• **Extract to read**:
⟨

What to Remember: Self-Adaptive Continual Learning for Audio Deepfake Detection

Authors: Xiaohui Zhang, Jiangyan Yi, Chenglong Wang, Chuyuan Zhang, Siding Zeng, Jianhua Tao

Published: 2023-12-15 09:52:17+00:00

AI Summary

This paper proposes Radian Weight Modification (RWM), a continual learning approach for audio deepfake detection. RWM categorizes audio classes based on feature distribution compactness to adapt gradient modification directions, improving knowledge acquisition and mitigating forgetting when encountering new deepfake types.

Abstract

The rapid evolution of speech synthesis and voice conversion has raised substantial concerns due to the potential misuse of such technology, prompting a pressing need for effective audio deepfake detection mechanisms. Existing detection models have shown remarkable success in discriminating known deepfake audio, but struggle when encountering new attack types. To address this challenge, one of the emergent effective approaches is continual learning. In this paper, we propose a continual learning approach called Radian Weight Modification (RWM) for audio deepfake detection. The fundamental concept underlying RWM involves categorizing all classes into two groups: those with compact feature distributions across tasks, such as genuine audio, and those with more spread-out distributions, like various types of fake audio. These distinctions are quantified by means of the in-class cosine distance, which subsequently serves as the basis for RWM to introduce a trainable gradient modification direction for distinct data types. Experimental evaluations against mainstream continual learning methods reveal the superiority of RWM in terms of knowledge acquisition and mitigating forgetting in audio deepfake detection. Furthermore, RWM's applicability extends beyond audio deepfake detection, demonstrating its potential significance in diverse machine learning domains such as image recognition.

⟩

• **Dataset content**:

⟨

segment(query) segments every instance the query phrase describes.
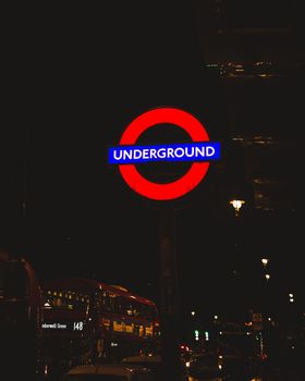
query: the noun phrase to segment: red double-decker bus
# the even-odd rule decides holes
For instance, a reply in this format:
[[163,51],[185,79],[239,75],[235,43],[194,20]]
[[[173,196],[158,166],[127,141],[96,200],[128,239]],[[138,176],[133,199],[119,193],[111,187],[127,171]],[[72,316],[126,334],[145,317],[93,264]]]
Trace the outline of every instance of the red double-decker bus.
[[41,333],[41,293],[30,263],[0,253],[1,371],[34,380]]
[[45,283],[42,298],[45,373],[158,351],[159,318],[152,300],[80,278]]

⟩

• **Stated problem 1**:
Echo everything in the audio deepfake detection abstract from "What to Remember: Self-Adaptive" down to "new deepfake types.".
• **Stated problem 2**:
Answer these questions using the audio deepfake detection abstract:
(a) What does the abbreviation RWM stand for?
(b) What measure is used to quantify the distinction between classes with compact feature distributions and those with more spread-out ones?
(c) Besides audio deepfake detection, which machine learning domain is named as one where RWM can apply?
• **Stated problem 3**:
Go on with the audio deepfake detection abstract, starting after its last sentence.

• **Output 1**:
What to Remember: Self-Adaptive Continual Learning for Audio Deepfake Detection

Authors: Xiaohui Zhang, Jiangyan Yi, Chenglong Wang, Chuyuan Zhang, Siding Zeng, Jianhua Tao

Published: 2023-12-15 09:52:17+00:00

AI Summary

This paper proposes Radian Weight Modification (RWM), a continual learning approach for audio deepfake detection. RWM categorizes audio classes based on feature distribution compactness to adapt gradient modification directions, improving knowledge acquisition and mitigating forgetting when encountering new deepfake types.

• **Output 2**:
(a) Radian Weight Modification
(b) The in-class cosine distance
(c) Image recognition

• **Output 3**:
Key findings
RWM outperformed mainstream continual learning methods (EWC, LwF, OWM, DFWF) in audio deepfake detection across multiple datasets, showing superior knowledge acquisition and forgetting mitigation. It also demonstrated effectiveness in image recognition on the CLEAR benchmark, though performance was initially lower than some methods before experience 8.
Approach
RWM categorizes classes into groups with compact and spread-out feature distributions. It uses in-class cosine distance to guide a trainable gradient modification direction, minimizing interference with previously learned knowledge for similar classes and ensuring orthogonality for dissimilar classes.
Datasets
ASVspoof2019LA, ASVspoof2015, In-the-Wild, CLEAR (image recognition benchmark)
Model(s)
Wav2vec 2.0 (feature extractor), self-attention convolutional neural network (S-CNN) (classifier)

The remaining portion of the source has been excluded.